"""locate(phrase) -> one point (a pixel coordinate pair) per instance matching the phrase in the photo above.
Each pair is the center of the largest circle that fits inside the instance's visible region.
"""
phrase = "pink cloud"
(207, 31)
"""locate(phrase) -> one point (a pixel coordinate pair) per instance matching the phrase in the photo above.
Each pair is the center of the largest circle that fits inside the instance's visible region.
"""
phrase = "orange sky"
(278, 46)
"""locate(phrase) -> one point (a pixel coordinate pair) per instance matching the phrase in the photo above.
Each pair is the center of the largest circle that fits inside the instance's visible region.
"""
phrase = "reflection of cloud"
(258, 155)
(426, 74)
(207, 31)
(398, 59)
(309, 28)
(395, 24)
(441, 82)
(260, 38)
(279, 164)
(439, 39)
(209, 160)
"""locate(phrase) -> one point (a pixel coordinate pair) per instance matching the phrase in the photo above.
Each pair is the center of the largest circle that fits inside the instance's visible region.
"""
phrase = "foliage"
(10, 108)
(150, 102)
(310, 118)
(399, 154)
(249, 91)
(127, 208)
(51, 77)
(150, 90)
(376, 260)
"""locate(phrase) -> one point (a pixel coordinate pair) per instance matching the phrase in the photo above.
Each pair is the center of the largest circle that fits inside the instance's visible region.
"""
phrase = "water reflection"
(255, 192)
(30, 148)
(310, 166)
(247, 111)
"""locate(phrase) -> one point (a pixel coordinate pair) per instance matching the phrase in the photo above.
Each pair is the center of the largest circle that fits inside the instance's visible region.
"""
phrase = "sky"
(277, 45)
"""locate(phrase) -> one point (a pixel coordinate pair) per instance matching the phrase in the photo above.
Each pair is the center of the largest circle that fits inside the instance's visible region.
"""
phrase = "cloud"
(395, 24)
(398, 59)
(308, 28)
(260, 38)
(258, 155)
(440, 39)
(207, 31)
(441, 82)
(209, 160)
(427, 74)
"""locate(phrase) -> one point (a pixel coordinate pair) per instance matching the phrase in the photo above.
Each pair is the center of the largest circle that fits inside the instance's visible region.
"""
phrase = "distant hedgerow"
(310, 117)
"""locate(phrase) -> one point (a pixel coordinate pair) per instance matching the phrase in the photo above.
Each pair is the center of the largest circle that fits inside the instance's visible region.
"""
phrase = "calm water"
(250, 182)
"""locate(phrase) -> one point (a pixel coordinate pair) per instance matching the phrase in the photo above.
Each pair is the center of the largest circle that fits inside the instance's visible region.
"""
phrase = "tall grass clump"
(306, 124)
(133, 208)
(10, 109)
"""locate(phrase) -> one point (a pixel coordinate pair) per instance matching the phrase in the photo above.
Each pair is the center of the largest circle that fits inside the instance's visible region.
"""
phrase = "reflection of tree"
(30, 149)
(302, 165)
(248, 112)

^^^^^^^^^^^^^^^^

### TASK DETAILS
Going line by line, repeat the whole listing exactly.

### EXERCISE RESPONSE
"""locate(phrase) -> one point (a pixel coordinate pair) per instance matching the phrase in the photo above.
Each pair is the center of the largest circle that fits inside the instance's visible region.
"""
phrase = "pink cloud"
(207, 31)
"""locate(phrase) -> one point (a pixel coordinate pair) per instance matching the phrase in the photo above.
Each pair is the center of the largest circle that fits inside the instance's visible region.
"""
phrase = "orange sky"
(278, 46)
"""locate(phrase) -> one point (a pixel coordinate pair) per instance matching the phrase in the photo above.
Each pair is the center of the largest circle that fits inside the instance's visible region.
"""
phrase = "reflection of cloud"
(258, 155)
(426, 74)
(207, 31)
(398, 59)
(309, 28)
(395, 24)
(441, 82)
(260, 38)
(279, 164)
(439, 39)
(209, 160)
"""locate(phrase) -> one point (a pixel coordinate pair) per instance matching the phrase in the photo above.
Each pair is the center of the largest circle that fits inside the instance's visible region.
"""
phrase = "foliage"
(10, 108)
(150, 102)
(310, 118)
(399, 154)
(249, 91)
(127, 208)
(51, 77)
(150, 90)
(376, 260)
"""locate(phrase) -> one point (a pixel coordinate pair) per instance matching the phrase in the photo above.
Each pair is the center of the largest circle that fits inside the instance's visible region.
"""
phrase = "water reflection"
(255, 192)
(30, 148)
(310, 166)
(247, 111)
"""locate(phrase) -> one point (a pixel coordinate pair) per instance matching the phrase in the photo above.
Each pair is the center of the largest circle that fits inside the instance's visible region.
"""
phrase = "sky"
(277, 45)
"""locate(phrase) -> one point (a pixel coordinate pair) per instance matching the phrase in the photo above.
Each pair is the center of the largest circle that fits inside the instance's visible region.
"""
phrase = "cloud"
(395, 24)
(398, 59)
(308, 28)
(260, 38)
(258, 155)
(440, 39)
(207, 31)
(441, 82)
(209, 160)
(427, 74)
"""locate(phrase) -> one point (a pixel coordinate pair) per instance matching the phrase in the photo above.
Each pair is the center of the largest circle that fits inside the instance's visible region.
"""
phrase = "distant hedgerow"
(310, 117)
"""locate(phrase) -> one point (a pixel coordinate pair) per instance matching the phrase in the photo above.
Each pair is the center of the largest circle that fits inside the instance's visible region.
"""
phrase = "calm water"
(250, 182)
"""locate(phrase) -> one point (a pixel coordinate pair) per instance matching the phrase in the photo above.
Each pair is the center of the largest circle that fits inside the instance's visible region.
"""
phrase = "tall grass clump"
(306, 124)
(133, 208)
(10, 109)
"""locate(phrase) -> one point (a pixel coordinate pair) per instance matching the phrase in the photo above.
Each pair is the center of the largest circle that fits inside the instance's visible region.
"""
phrase = "reflection of tree"
(30, 149)
(302, 165)
(248, 112)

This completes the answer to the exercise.